## INSTRUCTIONS FOR THE TASK
For the records below, output each line exactly as it appears, from the first through the line with "# test: point to the wet".

##### RAW DATA #####

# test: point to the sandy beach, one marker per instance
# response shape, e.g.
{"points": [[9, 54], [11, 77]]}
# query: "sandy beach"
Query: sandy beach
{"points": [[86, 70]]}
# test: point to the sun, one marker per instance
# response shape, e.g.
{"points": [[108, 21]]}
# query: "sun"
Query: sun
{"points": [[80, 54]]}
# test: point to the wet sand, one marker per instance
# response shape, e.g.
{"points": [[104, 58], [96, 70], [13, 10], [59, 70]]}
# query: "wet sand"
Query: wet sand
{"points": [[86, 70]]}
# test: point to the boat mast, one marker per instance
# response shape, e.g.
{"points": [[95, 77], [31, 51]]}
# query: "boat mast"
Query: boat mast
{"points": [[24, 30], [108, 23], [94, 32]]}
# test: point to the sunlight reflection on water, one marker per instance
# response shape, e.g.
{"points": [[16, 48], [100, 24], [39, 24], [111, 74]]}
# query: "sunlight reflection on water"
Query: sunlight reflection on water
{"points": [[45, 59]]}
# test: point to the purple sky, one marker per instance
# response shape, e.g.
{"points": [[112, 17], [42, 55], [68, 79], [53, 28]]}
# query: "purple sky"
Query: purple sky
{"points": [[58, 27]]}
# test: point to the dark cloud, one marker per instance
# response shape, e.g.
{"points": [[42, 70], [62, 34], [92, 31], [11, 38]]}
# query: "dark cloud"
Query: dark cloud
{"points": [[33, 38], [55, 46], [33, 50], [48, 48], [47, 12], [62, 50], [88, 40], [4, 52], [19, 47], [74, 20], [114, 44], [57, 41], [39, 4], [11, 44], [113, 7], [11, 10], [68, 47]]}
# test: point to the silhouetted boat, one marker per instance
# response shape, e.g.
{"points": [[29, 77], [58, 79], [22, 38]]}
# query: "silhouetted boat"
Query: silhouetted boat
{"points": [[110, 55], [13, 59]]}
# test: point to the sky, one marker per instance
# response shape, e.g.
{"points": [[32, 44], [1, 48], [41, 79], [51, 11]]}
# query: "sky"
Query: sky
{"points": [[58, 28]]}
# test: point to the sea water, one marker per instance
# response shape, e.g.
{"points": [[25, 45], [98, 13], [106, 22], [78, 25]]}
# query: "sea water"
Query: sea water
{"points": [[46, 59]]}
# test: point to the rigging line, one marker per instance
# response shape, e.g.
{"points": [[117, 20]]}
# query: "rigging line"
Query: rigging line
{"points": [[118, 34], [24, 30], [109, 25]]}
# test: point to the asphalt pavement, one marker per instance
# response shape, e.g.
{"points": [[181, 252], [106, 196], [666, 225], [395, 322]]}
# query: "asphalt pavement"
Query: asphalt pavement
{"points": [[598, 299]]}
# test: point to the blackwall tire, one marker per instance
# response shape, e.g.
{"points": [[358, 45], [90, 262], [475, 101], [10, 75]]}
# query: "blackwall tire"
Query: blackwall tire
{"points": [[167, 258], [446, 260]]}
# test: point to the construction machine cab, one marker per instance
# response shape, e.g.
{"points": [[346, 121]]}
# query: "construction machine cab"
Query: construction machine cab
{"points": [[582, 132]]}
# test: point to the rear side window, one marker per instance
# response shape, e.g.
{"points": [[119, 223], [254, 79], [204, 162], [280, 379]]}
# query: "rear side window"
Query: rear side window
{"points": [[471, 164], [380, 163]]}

#####

## SOLUTION TO THE PROBLEM
# test: point to the sandy beach, one marker per instance
# response shape, e.g.
{"points": [[9, 54], [11, 77]]}
# query: "sandy beach"
Query: sandy beach
{"points": [[86, 70]]}
# test: point to the sun, one marker per instance
# response shape, e.g.
{"points": [[108, 21]]}
# query: "sun"
Query: sun
{"points": [[80, 54]]}
# test: point to the wet sand, one marker per instance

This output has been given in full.